Overslaan en naar de inhoud gaan
Top
Interview: Secretaris Paul Jongen stopt na 27 jaar welstand
"Wij gaan niet over een bepaalde stijl!"

Eind mei stopt Paul Jongen na 27 Jaar als secretaris van de Amsterdamse welstand. Vele commissieleden kwamen en gingen, de secretaris bleef. Modernist van huis uit, maar in Amsterdam al snel overtuigd geraakt van het belang van de historische context van de omgeving. Hij wil graag in NUL20 eindelijk wat misverstanden ophelderen.

De welstand: zo zit het
Als een van de weinige landen ter wereld is in Nederland de ‘welstand’ ondergebracht bij een onafhankelijk orgaan. De Commissie voor Welstand en Monumenten adviseert het Amsterdamse gemeentebestuur over het uiterlijk van bouwplannen. Kerntaak van de Commissie is het waarborgen van de kwaliteit van de gebouwde en de nog te ontwikkelen omgeving. Daarom wordt niet alleen over bouwplannen maar ook over plannen voor woonboten, reclames en kunst in de openbare ruimte geadviseerd.

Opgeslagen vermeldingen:
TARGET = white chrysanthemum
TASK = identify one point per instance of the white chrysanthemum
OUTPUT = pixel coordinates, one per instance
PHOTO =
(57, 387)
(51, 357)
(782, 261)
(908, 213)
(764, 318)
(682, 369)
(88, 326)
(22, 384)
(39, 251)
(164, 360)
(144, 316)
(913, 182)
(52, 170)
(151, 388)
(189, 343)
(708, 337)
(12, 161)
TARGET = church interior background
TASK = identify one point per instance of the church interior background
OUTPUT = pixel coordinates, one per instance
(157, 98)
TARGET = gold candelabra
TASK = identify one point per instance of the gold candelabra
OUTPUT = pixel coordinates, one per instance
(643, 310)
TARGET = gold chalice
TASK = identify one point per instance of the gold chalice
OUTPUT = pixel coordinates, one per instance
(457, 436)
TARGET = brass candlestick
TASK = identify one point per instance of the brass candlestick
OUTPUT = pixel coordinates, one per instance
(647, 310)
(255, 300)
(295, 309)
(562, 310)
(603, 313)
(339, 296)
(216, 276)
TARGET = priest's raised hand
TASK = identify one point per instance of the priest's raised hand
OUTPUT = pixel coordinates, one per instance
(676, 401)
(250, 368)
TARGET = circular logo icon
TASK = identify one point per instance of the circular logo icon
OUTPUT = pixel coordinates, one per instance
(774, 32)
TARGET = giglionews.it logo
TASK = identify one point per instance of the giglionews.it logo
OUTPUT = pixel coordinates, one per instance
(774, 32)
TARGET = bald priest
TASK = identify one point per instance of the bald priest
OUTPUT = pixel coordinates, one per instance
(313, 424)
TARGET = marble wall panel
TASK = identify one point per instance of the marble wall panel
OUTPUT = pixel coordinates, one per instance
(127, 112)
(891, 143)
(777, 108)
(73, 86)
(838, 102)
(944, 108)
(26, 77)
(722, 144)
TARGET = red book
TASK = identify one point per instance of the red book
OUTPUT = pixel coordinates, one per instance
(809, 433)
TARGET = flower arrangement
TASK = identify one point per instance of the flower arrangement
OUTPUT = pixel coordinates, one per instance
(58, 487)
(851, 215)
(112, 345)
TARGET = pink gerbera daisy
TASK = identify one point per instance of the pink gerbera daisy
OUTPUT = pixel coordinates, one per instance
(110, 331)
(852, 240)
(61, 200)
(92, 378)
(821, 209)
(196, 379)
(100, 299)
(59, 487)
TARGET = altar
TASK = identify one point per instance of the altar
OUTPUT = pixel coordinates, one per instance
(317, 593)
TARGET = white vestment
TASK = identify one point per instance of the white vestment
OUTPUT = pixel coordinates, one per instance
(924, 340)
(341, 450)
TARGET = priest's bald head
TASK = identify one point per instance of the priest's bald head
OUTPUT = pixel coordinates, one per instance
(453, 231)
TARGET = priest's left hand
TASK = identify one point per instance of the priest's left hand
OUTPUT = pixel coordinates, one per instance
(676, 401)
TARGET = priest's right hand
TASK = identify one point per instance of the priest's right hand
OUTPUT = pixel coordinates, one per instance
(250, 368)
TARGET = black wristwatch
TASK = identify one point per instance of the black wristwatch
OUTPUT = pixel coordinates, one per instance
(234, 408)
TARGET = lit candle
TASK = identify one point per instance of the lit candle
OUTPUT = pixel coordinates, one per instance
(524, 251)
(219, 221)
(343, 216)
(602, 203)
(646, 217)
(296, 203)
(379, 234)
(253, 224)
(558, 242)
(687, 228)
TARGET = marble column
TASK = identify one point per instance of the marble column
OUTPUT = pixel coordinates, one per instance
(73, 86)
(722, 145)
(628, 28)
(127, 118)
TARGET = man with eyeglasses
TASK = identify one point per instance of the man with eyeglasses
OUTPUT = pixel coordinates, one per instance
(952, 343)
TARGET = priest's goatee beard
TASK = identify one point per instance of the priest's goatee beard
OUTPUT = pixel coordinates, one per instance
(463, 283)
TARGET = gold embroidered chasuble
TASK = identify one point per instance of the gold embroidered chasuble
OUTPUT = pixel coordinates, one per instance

**Werkinstructies**
- 1) Stel voor elke bewering vast of deze met de leestekst overeenstemt. Antwoord telkens met ja of nee en citeer letterlijk de woorden uit de leestekst die de doorslag geven.
(a) Paul Jongen stopt eind mei na 27 jaar als secretaris van de Amsterdamse welstand.
(b) De Commissie voor Welstand en Monumenten adviseert uitsluitend over bouwplannen.
(c) In Nederland is de welstand ondergebracht bij een gemeentelijke dienst.
- 2) Geef het gedeelte van de leestekst van "Eind mei stopt" tot en met "wat misverstanden ophelderen." letterlijk weer.
Ga uitsluitend uit van de leestekst, niet van de vermeldingen.

**Antwoorden**
- 1)
(a) Ja: "Eind mei stopt Paul Jongen na 27 Jaar als secretaris van de Amsterdamse welstand."
(b) Nee: "niet alleen over bouwplannen maar ook over plannen voor woonboten, reclames en kunst in de openbare ruimte geadviseerd."
(c) Nee: "is in Nederland de ‘welstand’ ondergebracht bij een onafhankelijk orgaan."

- 2)
Eind mei stopt Paul Jongen na 27 Jaar als secretaris van de Amsterdamse welstand. Vele commissieleden kwamen en gingen, de secretaris bleef. Modernist van huis uit, maar in Amsterdam al snel overtuigd geraakt van het belang van de historische context van de omgeving. Hij wil graag in NUL20 eindelijk wat misverstanden ophelderen.